* TRECHO DO TEXTO *
--------

E, como esperado, o consumo de açúcar mostrou amentar o nível de glicose no sangue e de hormônios responsável por regular a glicemia, incluindo insulina e o peptídeo similar ao glucagon 1 (GLP-1). Já o consumo de sucralose não mostrou ter efeitos sobre os níveis desses hormônios.
Uma elevação na glicose sanguínea mostrou estar inversamente ligada à atividade hipotalâmica, especialmente no hipotálamo medial. Curiosamente, indivíduos com obesidade exibiram respostas mais fracas nesse contexto, sugerindo disrupção nos caminhos de sinalização cerebral envolvendo glicose - possivelmente explicando por que pessoas obesas têm maior dificuldade em parar o consumo alimentar.
Os achados reforçam que o corpo usa glicose e os hormônios insulina e GLP-1 para informar ao cérebro que o indivíduo consumiu efetivamente calorias, com subsequente redução na fome. Como a sucralose não influencia significativamente nesses hormônios após o consumo, esse feedback não ocorre, mantendo ou potencialmente exacerbando o estado de fome. Ou seja, o cérebro não é enganado em termos de saciedade, mas fica confuso e potencialmente mais faminto - e pode talvez mandar sinalização para o indivíduo comer mais. E a pergunta que fica: a longo prazo essa confusão pode favorecer obesidade?

--------

* O QUE FAZER *
1. Responda com base no texto sobre sucralose:
(a) Quais hormônios reguladores da glicemia são citados como aumentados pelo consumo de açúcar?
(b) Em que região do hipotálamo a atividade se mostrou especialmente ligada à elevação da glicose?
(c) Que grupo de indivíduos exibiu respostas mais fracas nesse contexto?
2. Edite o trecho do texto sobre sucralose que começa em "E, como esperado, o" e termina em "o consumo alimentar.", substituindo "hipotálamo medial" por "hipotálamo lateral".
3. Liste tudo o que, segundo o texto sobre sucralose, o corpo usa para informar ao cérebro que calorias foram consumidas.
Os itens que vêm a seguir não têm relação com o texto sobre sucralose.

--------

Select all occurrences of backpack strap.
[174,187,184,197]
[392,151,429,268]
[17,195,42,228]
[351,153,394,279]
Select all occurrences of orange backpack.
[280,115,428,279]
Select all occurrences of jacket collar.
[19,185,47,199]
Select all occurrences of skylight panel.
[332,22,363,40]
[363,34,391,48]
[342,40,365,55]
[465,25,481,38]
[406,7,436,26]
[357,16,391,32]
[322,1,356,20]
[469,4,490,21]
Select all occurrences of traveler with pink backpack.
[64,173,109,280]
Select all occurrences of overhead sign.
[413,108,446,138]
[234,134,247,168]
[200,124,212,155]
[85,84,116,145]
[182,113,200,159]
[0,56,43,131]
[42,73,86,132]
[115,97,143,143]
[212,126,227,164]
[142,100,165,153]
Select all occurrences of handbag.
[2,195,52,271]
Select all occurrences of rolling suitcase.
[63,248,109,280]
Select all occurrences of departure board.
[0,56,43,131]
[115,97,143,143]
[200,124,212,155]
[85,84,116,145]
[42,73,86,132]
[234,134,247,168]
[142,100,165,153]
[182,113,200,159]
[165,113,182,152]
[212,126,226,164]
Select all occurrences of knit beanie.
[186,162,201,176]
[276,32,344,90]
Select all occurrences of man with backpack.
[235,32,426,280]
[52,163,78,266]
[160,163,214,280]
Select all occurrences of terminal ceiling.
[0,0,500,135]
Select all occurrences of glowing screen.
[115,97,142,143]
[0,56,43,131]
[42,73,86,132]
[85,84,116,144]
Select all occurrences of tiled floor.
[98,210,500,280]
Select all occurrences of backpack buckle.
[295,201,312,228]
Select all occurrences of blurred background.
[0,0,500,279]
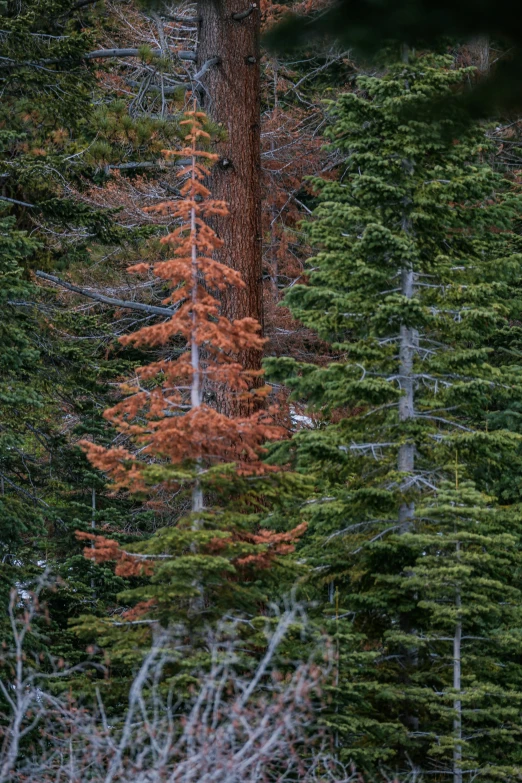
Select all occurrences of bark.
[453,544,462,783]
[397,258,419,532]
[197,0,263,398]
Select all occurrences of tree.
[267,55,521,772]
[268,0,522,117]
[79,109,303,622]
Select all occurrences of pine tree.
[79,109,302,622]
[268,55,521,776]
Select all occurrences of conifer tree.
[268,55,522,775]
[79,109,302,620]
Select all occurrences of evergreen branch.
[35,270,175,317]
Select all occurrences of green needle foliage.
[267,55,522,779]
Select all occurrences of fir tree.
[268,55,522,775]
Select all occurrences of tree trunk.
[197,0,263,392]
[453,556,462,783]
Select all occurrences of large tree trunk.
[197,0,263,396]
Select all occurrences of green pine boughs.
[267,55,522,780]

--------

* RESPOSTAS ESCRITAS *
1.
(a) Insulina e peptídeo similar ao glucagon 1 (GLP-1).
(b) No hipotálamo medial.
(c) Os indivíduos com obesidade.

2.
E, como esperado, o consumo de açúcar mostrou amentar o nível de glicose no sangue e de hormônios responsável por regular a glicemia, incluindo insulina e o peptídeo similar ao glucagon 1 (GLP-1). Já o consumo de sucralose não mostrou ter efeitos sobre os níveis desses hormônios.
Uma elevação na glicose sanguínea mostrou estar inversamente ligada à atividade hipotalâmica, especialmente no hipotálamo lateral. Curiosamente, indivíduos com obesidade exibiram respostas mais fracas nesse contexto, sugerindo disrupção nos caminhos de sinalização cerebral envolvendo glicose - possivelmente explicando por que pessoas obesas têm maior dificuldade em parar o consumo alimentar.

3. Glicose, insulina e GLP-1.